Please reproduce, word for word, the lines of the listing below from the line with "One keypoint belongs on each instance. Annotate the hardwood" through the end of the listing.
— START OF Data rows —
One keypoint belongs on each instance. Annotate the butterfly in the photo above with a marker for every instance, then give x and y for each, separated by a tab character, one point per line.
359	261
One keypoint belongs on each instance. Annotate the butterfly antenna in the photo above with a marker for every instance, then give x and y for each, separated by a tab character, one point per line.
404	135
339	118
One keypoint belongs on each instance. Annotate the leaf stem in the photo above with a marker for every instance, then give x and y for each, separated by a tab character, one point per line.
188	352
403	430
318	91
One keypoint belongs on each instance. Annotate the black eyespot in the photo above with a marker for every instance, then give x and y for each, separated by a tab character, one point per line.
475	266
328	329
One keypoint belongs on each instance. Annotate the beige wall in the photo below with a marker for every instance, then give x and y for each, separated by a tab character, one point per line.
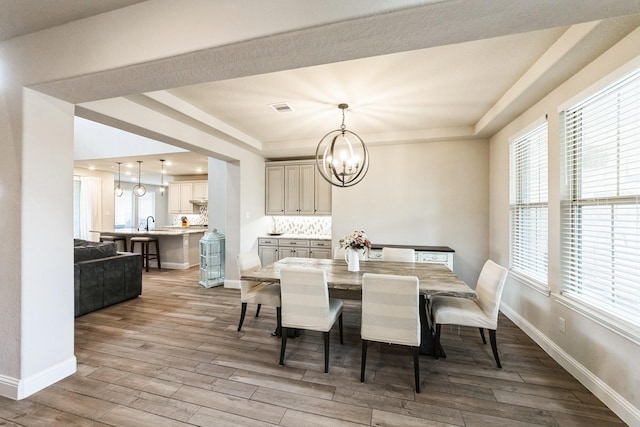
432	194
600	358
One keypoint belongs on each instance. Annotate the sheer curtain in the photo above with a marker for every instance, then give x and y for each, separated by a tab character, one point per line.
90	207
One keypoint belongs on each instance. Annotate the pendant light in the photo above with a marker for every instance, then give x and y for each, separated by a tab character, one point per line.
139	189
119	190
161	190
341	157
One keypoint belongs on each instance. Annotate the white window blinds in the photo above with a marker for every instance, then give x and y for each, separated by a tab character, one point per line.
601	216
529	204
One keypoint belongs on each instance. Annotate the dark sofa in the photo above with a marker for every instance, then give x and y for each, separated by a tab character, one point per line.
103	276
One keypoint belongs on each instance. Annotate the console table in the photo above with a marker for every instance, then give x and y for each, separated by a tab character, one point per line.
428	254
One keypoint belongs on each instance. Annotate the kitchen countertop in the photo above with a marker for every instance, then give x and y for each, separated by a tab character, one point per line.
153	232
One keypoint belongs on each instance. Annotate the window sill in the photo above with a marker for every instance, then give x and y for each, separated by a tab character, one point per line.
530	283
618	326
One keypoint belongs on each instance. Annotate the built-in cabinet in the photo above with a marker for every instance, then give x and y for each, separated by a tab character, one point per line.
427	254
296	188
272	249
181	192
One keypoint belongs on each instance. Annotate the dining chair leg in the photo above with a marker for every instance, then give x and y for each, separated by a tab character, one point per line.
363	363
283	345
279	321
494	346
326	351
436	349
416	367
484	340
242	313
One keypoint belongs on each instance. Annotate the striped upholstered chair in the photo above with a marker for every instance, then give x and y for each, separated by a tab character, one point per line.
390	315
481	313
256	292
306	305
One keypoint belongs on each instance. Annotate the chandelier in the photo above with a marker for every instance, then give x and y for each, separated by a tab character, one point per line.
119	190
341	157
139	189
162	178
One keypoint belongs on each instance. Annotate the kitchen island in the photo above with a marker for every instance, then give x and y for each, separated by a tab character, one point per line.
179	246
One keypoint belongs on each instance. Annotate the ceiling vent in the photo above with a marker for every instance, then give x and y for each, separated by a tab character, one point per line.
281	107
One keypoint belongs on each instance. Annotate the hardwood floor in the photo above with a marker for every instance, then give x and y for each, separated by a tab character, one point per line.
173	357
— END OF Data rows —
→ **Expected answer**:
One keypoint belongs on each instance. Annotate the hardwood floor in the photo above with a marker for every instance, then give x and y for each, separated by a tab character, one point per line.
173	357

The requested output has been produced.